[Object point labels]
* Start *
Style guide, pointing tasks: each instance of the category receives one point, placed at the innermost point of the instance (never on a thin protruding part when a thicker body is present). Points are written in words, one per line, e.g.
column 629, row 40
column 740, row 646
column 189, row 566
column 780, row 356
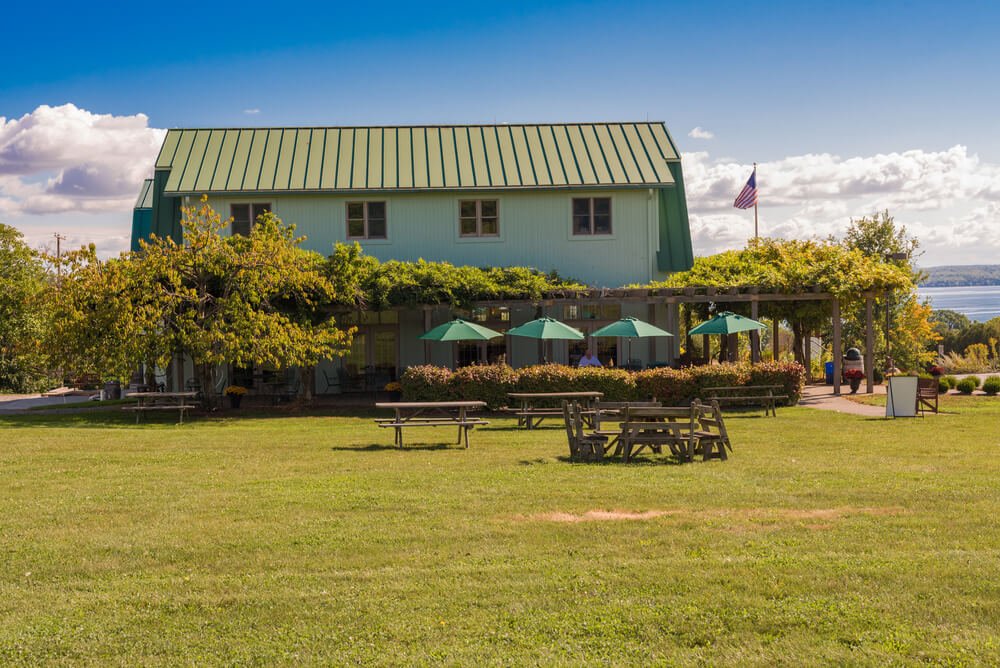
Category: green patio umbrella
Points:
column 460, row 330
column 727, row 322
column 630, row 328
column 547, row 329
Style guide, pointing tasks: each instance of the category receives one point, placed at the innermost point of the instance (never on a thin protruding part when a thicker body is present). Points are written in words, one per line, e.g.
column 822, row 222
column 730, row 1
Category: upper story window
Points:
column 245, row 215
column 479, row 218
column 591, row 215
column 366, row 220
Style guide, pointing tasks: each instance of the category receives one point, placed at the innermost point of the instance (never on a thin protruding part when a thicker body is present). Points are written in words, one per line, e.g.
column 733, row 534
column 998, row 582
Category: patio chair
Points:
column 582, row 447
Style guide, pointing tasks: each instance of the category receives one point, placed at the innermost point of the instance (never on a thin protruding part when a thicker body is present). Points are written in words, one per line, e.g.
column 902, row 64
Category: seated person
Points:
column 589, row 359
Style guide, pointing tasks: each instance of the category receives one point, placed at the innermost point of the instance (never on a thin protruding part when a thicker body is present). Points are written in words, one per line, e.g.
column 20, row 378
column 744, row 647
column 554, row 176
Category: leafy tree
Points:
column 241, row 300
column 24, row 285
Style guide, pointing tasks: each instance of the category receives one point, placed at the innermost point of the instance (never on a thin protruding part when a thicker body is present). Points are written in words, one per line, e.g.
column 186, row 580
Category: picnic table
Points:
column 761, row 395
column 530, row 414
column 160, row 401
column 432, row 414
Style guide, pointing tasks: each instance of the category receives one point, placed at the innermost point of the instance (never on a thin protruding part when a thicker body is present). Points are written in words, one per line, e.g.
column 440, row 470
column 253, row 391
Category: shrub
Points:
column 966, row 386
column 489, row 383
column 991, row 385
column 427, row 383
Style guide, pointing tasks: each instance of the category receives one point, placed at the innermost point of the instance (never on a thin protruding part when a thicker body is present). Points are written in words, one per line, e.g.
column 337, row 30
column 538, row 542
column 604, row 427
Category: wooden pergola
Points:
column 674, row 297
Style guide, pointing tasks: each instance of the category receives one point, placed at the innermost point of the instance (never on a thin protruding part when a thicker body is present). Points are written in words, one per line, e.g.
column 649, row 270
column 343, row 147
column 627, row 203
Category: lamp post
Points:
column 890, row 257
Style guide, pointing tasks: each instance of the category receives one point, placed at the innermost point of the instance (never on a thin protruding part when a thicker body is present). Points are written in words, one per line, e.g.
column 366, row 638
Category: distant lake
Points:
column 976, row 302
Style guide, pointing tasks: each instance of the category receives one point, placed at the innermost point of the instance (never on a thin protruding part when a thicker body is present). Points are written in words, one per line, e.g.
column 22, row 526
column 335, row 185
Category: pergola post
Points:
column 427, row 328
column 774, row 339
column 837, row 353
column 869, row 344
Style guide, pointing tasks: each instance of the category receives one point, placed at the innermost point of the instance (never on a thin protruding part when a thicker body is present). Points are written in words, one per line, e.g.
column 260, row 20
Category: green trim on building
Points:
column 675, row 253
column 417, row 158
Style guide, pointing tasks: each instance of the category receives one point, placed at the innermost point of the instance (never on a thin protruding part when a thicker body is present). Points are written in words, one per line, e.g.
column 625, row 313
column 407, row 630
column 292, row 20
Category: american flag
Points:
column 748, row 196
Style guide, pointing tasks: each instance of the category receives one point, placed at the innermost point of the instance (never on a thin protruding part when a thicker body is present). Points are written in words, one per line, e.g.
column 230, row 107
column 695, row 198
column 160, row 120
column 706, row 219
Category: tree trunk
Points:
column 308, row 376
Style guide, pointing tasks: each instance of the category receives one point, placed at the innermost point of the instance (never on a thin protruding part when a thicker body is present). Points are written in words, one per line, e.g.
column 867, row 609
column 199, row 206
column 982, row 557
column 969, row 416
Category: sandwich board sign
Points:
column 901, row 397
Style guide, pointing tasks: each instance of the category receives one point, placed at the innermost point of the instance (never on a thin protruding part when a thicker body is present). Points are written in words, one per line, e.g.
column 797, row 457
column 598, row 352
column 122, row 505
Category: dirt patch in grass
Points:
column 746, row 514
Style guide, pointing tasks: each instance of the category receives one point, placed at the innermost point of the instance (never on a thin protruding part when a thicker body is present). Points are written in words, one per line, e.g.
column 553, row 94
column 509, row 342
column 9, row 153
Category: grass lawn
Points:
column 826, row 538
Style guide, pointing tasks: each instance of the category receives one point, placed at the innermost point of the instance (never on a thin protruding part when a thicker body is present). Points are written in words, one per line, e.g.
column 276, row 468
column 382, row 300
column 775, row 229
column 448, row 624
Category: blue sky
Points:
column 769, row 81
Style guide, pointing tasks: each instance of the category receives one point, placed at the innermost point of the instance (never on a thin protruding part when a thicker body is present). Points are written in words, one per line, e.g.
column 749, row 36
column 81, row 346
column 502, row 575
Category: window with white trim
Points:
column 245, row 215
column 591, row 215
column 366, row 220
column 479, row 218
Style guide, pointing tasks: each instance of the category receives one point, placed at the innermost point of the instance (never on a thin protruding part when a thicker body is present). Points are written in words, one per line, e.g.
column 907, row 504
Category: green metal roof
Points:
column 459, row 157
column 145, row 199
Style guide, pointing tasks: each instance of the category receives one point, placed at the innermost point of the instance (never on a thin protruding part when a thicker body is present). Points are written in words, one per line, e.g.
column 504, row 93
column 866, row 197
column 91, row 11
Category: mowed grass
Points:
column 826, row 538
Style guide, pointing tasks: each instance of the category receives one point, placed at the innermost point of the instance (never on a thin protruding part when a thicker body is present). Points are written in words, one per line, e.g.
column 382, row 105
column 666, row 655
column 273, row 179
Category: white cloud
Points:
column 64, row 158
column 816, row 195
column 701, row 133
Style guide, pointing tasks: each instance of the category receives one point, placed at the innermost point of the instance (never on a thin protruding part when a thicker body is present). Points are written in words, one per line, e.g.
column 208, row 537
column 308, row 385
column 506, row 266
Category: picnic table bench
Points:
column 530, row 414
column 160, row 401
column 431, row 414
column 761, row 395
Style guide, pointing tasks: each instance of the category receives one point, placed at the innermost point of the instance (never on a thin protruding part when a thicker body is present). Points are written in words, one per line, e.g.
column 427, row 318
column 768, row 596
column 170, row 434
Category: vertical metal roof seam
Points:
column 618, row 154
column 201, row 163
column 562, row 163
column 218, row 156
column 631, row 151
column 503, row 166
column 645, row 149
column 187, row 158
column 604, row 155
column 336, row 166
column 586, row 149
column 263, row 153
column 545, row 155
column 381, row 171
column 277, row 159
column 531, row 158
column 354, row 146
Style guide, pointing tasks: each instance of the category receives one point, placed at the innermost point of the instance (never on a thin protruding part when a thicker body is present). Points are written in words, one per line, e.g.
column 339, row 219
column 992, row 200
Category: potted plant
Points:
* End *
Leaving all pictures aside, quote each record exactly.

Style guide, pointing tasks: each instance of the category receives one point, placed at the innermost point of the instance (never on a thin protruding part when a thicker body is present). Points are written in words, one per line, e.g.
column 629, row 40
column 740, row 646
column 189, row 566
column 780, row 356
Category: green patio umbrella
Points:
column 460, row 330
column 727, row 322
column 630, row 328
column 547, row 329
Style guide, pointing tasks: each instance of the category receives one point, placed at the innermost point of the instance (never on a thin protruding part when a thicker body is present). Points are written in words, one per line, e.g.
column 822, row 222
column 730, row 1
Category: upper story window
Points:
column 245, row 215
column 479, row 218
column 591, row 215
column 366, row 220
Style guide, pointing tasks: each instance of the category receives one point, placed at the innermost point of the instance (never on a thin protruding part when a thicker body is present). Points are written in words, one per line, e.g.
column 733, row 534
column 998, row 582
Category: patio chair
Points:
column 582, row 447
Style guide, pointing tasks: each instance of the category receives one point, placed at the innermost point of the instance (never on a thin protruding part when a thicker body is present). Points are written in words, one per line, e.g.
column 902, row 64
Category: seated person
Points:
column 589, row 359
Style guide, pointing tasks: each instance of the category receives one point, placed at the innermost point of the instance (never on a thin protruding part when a thicker body is present). Points are written in words, one per line, e.g.
column 20, row 378
column 744, row 647
column 554, row 176
Category: leafy tree
Points:
column 241, row 300
column 24, row 285
Style guide, pointing tasks: each instance of the category receives one point, placed at the innermost point of the instance (never on a thin protruding part when a thicker body is present). Points are written in words, one per line, e.g.
column 186, row 580
Category: picnic table
Points:
column 761, row 395
column 530, row 414
column 160, row 401
column 432, row 414
Style guide, pointing tasks: each instance of the category receives one point, placed at the innermost point of the instance (never on a thin protruding part when a thicker body is present). Points are written in words, one per line, e.g.
column 440, row 470
column 253, row 391
Category: shrub
Points:
column 966, row 386
column 489, row 383
column 991, row 385
column 427, row 383
Style guide, pointing tasks: each instance of the category receives one point, placed at the innermost point of the instance (never on a thin protruding part when a thicker body is present). Points are written in words, one per line, e.g.
column 337, row 30
column 538, row 542
column 604, row 427
Category: wooden pergola
Points:
column 674, row 297
Style guide, pointing tasks: each instance of the category receives one point, placed at the innermost point of the instance (never on a thin protruding part when a thicker body is present). Points are written in words, one per line, e.g.
column 649, row 270
column 343, row 147
column 627, row 203
Category: lamp post
Points:
column 890, row 257
Style guide, pointing tasks: each instance of the category receives one point, placed at the innermost point of the instance (never on a thin protruding part when a thicker body is present). Points are written in words, one per line, e.g.
column 366, row 638
Category: distant lake
Points:
column 976, row 302
Style guide, pointing tasks: each instance of the category receives one point, placed at the innermost point of the instance (never on a thin protruding part when a thicker body is present). Points are written in words, one per line, e.g.
column 22, row 526
column 335, row 185
Category: pergola post
Points:
column 427, row 328
column 774, row 339
column 837, row 353
column 869, row 344
Style guide, pointing tasks: each instance of the category receives one point, placed at the innermost point of the instance (never on a thin protruding part when a thicker body is present). Points are written in words, one per line, e.g.
column 260, row 20
Category: green trim on building
Points:
column 675, row 253
column 417, row 158
Style guide, pointing tasks: each instance of the category receives one point, placed at the innermost point of the instance (never on a thin protruding part when a thicker body is present). Points are written in words, one per line, e.g.
column 625, row 313
column 407, row 630
column 292, row 20
Category: american flag
Points:
column 748, row 196
Style guide, pointing tasks: each instance of the category receives one point, placed at the innermost point of the instance (never on a thin protruding part when a thicker body is present). Points are written in words, one per line, e.g.
column 230, row 107
column 695, row 198
column 160, row 120
column 706, row 219
Category: tree trunk
Points:
column 308, row 376
Style guide, pointing tasks: each instance of the category receives one point, placed at the innermost point of the instance (never on a thin protruding part when a thicker body is present). Points are written in words, one per line, e.g.
column 867, row 609
column 199, row 206
column 982, row 557
column 969, row 416
Category: sandwich board sign
Points:
column 901, row 397
Style guide, pointing tasks: each instance of the category receives one point, placed at the innermost point of the instance (never on a thin protruding part when a thicker body is present). Points are written in words, one per line, e.g.
column 797, row 457
column 598, row 352
column 122, row 505
Category: dirt patch in grass
Points:
column 746, row 514
Style guide, pointing tasks: each instance of the category receives one point, placed at the innermost point of the instance (never on a thin protruding part when a thicker body is present). Points are written in words, one per line, e.g.
column 553, row 94
column 509, row 342
column 9, row 153
Category: grass lawn
Points:
column 826, row 538
Style guide, pointing tasks: each instance of the category receives one point, placed at the innermost point of the instance (never on a thin protruding part when a thicker body is present). Points are written in words, one per line, e.g.
column 276, row 468
column 382, row 300
column 775, row 229
column 448, row 624
Category: blue sky
Points:
column 769, row 81
Style guide, pointing tasks: each instance of the category receives one point, placed at the innermost point of the instance (never on a thin protruding part when a thicker body is present). Points are written in words, one per line, e.g.
column 749, row 36
column 81, row 346
column 502, row 575
Category: window with white trim
Points:
column 245, row 215
column 591, row 215
column 366, row 220
column 479, row 218
Style guide, pointing tasks: each instance of the category receives one point, placed at the innermost point of the instance (never on a thin protruding part when a thicker body is present). Points are written in words, one per line, e.g.
column 907, row 504
Category: green metal roof
Points:
column 459, row 157
column 145, row 199
Style guide, pointing tasks: each instance of the category receives one point, placed at the innermost point of the instance (never on a thin protruding part when a thicker body is present). Points are written in words, one per line, e.g.
column 504, row 93
column 866, row 197
column 91, row 11
Category: mowed grass
Points:
column 826, row 538
Style guide, pointing tasks: each instance of the category receives one point, placed at the innermost point of the instance (never on a thin protruding part when a thicker body is present). Points are written in words, one per line, e.g.
column 382, row 105
column 666, row 655
column 273, row 179
Category: white cloud
Points:
column 64, row 158
column 816, row 195
column 701, row 133
Style guide, pointing tasks: each instance of the category receives one point, placed at the innermost point of the instance (never on a thin protruding part when a thicker body is present). Points are written in words, one per line, e.g.
column 208, row 537
column 308, row 385
column 506, row 266
Category: picnic table bench
Points:
column 530, row 414
column 160, row 401
column 431, row 414
column 761, row 395
Style guide, pointing tasks: each instance of the category receives one point, placed at the innermost point of the instance (never on a thin protruding part when a thicker body is present). Points are written in words, one per line, e.g.
column 427, row 318
column 768, row 596
column 170, row 434
Category: vertical metal roof seam
Points:
column 618, row 154
column 201, row 163
column 562, row 163
column 218, row 156
column 631, row 151
column 503, row 166
column 645, row 149
column 187, row 158
column 604, row 155
column 336, row 166
column 586, row 149
column 263, row 153
column 545, row 155
column 381, row 171
column 277, row 159
column 531, row 158
column 354, row 146
Style guide, pointing tasks: each instance of the category receives one point, placed at the innermost point of the instance (never on a thin protruding part when a thicker body is present). Points are written in words, one per line, e.g.
column 339, row 219
column 992, row 200
Category: potted plant
Points:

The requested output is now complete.